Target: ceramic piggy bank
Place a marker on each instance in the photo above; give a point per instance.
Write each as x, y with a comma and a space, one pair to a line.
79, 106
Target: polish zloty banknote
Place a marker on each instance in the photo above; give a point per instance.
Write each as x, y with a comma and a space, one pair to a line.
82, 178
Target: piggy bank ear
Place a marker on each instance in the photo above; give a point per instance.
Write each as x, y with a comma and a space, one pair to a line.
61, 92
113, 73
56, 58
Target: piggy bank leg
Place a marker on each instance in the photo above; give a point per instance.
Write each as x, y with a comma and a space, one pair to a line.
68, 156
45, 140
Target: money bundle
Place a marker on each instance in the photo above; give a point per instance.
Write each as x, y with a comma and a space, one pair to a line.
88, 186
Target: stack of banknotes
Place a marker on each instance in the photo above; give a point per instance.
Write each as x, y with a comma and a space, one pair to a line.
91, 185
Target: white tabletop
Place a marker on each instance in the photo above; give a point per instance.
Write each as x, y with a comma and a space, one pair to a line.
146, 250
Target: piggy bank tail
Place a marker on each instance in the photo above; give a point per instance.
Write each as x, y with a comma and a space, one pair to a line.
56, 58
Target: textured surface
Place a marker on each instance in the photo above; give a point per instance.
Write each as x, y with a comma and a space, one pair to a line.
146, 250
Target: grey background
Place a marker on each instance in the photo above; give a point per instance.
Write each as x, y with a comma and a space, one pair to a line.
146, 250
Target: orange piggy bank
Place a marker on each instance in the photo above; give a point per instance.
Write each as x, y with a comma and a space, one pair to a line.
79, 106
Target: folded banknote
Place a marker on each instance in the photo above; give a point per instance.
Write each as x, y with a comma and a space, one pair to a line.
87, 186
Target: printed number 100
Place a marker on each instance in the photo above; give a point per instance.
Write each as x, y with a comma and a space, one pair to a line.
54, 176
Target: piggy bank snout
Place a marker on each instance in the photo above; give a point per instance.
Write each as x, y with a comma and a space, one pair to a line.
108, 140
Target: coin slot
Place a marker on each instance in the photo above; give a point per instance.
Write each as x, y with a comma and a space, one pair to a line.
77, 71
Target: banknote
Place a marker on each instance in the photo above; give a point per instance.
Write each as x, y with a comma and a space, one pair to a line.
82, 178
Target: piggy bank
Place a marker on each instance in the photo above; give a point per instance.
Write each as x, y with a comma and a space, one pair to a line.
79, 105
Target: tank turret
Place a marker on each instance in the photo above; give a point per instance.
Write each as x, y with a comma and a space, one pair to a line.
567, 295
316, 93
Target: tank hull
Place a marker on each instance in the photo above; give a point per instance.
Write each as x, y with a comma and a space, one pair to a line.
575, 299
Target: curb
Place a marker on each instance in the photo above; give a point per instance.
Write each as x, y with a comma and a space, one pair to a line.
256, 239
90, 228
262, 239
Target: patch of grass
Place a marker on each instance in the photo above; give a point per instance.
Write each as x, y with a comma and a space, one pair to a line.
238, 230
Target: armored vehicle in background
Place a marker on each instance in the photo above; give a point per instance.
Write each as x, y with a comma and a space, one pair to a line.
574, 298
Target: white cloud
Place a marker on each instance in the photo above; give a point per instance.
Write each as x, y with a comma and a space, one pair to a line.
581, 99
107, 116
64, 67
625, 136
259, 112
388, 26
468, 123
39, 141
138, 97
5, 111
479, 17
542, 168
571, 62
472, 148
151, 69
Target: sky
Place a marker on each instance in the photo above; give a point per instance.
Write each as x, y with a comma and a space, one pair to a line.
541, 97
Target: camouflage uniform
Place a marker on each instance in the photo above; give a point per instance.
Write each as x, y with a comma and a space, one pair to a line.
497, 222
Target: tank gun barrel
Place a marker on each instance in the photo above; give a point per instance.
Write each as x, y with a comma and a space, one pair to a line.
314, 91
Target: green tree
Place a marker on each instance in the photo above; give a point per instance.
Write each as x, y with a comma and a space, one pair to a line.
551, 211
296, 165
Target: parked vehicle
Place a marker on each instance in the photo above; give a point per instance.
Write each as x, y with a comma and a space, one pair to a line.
----------
# PROBLEM TO WORK ON:
Copy out all of the material above, swapping "marker" for "pin" everywhere and leaving everything else as it is.

# WORKED SOLUTION:
Target: ceramic piggy bank
Place a pin on each instance in the photo above; give a point per instance.
Write each as x, y with a comma and a space, one pair to a line.
79, 106
Target: polish zloty banknote
Place a pin on each instance in the photo above; give a point per instance.
Write each as x, y with a comma and a space, one pair to a line.
82, 178
Target: piggy bank ear
Place a pin on each instance in the photo above; give a point per instance.
Write each as x, y with a comma and a space, one pair to a line.
61, 92
113, 73
56, 58
Target: piggy bank leg
Place a pin on each instance in the photo above; give a point per instance.
Write each as x, y with a comma and a space, one pair to a line.
68, 156
45, 140
Target: money bundle
Place a pin on each instance in the photo above; give a point per instance.
Write each as x, y with a comma and a space, one pair to a line.
88, 186
Target: stack of banknotes
Place a pin on each instance in the photo above; give a point per instance.
Write each as x, y with a comma and a space, one pair to a line.
91, 185
Target: white tabletop
Place a pin on each instance in the photo above; give a point per instance.
Write each as x, y with a comma and a space, one pair to a line.
146, 250
Target: piggy bank tail
Place a pin on each instance in the photo above; give a point per instance.
Write each as x, y with a comma and a space, one pair to a line.
56, 58
Target: textured surface
Place a pin on each instance in the photo above; give a point per instance.
Write each as x, y with a comma and a space, one pair to a line.
146, 250
Target: grey background
Place a pin on each instance in the photo above; give a point per instance.
Write each as x, y with a comma and a space, one pair to a line.
146, 250
Target: orange piggy bank
Place a pin on each instance in the photo above; give a point per instance.
Write each as x, y with a comma and a space, one pair to a line.
79, 106
Target: folded banknote
Place a pin on each instance in the photo above; give a point per instance.
Write each as x, y with a comma and a space, one pair to a line.
87, 186
Target: printed number 100
Place a pin on each instance in the photo above; give a point per instance.
Write each as x, y with a comma and a space, one pair to a line.
54, 176
Target: piggy bank snout
Place a pin on each instance in the photo above; give a point per instance.
Write each as x, y with a comma and a space, one pair to a line.
108, 140
Target: coin slot
Place a pin on each instance in the photo above; give a point per instance.
Write each as x, y with a comma and a space, one pair to a line.
77, 71
Target: banknote
Place a pin on each instance in the photo above; give a point per instance.
Write each as x, y with a comma and a space, one pair to a line.
82, 178
Target: piggy bank
Place a pin on each instance in the photo above; give a point per instance.
Write each as x, y with a comma and a space, one pair to a line.
79, 105
Target: tank turret
Place a pin on each instance in the photo above; give a point per instance.
Write each as x, y with a comma and a space, one pair to a line.
567, 295
316, 93
Target: tank hull
Place a pin on each instance in the photo above; give a point per instance.
Write each as x, y with a comma and a space, one pair to a line.
575, 299
Target: curb
Place a pin on each instance in the photo above; give a point per instance.
Write each as x, y with a comma and a space, one pair to a line.
256, 239
90, 228
262, 239
Target: patch of grass
Place a pin on each instance in the photo above; give a point per instance.
Write each as x, y with a comma and a space, one pair to a line.
238, 230
Target: armored vehicle in background
Place a pin on each instance in the photo above; give a point per instance.
Write each as x, y with a comma and a space, one pair to a line.
574, 298
Target: white cloud
Place a pin on each instance in the photo above; give a point per instance.
Write each as x, y with a comma and a space, one pair to a line.
581, 99
107, 116
64, 67
625, 136
259, 112
388, 26
468, 123
39, 141
138, 97
5, 111
479, 17
542, 168
571, 62
472, 148
151, 69
Target: sky
Place a pin on each instance in the photo above; give a point per instance.
Write each as x, y with a comma and a space, one pair to a line.
541, 97
Target: camouflage uniform
Place a pin on each instance in the photo above; give a point per instance.
Write each as x, y with a comma and a space, one pair to a line.
497, 222
Target: tank gun barrel
Place a pin on each instance in the photo above; give a point per instance.
Write each as x, y with a comma and a space, one pair to a line.
314, 91
Target: green tree
Place a pin on each instance in the photo above; give a point per instance.
Write each as x, y with a comma and a space, one pair to a line.
551, 211
296, 165
Target: parked vehicle
Place a pin on each instance in the photo above; give a point per instance.
Write each as x, y with a comma and a space, one pair to a line.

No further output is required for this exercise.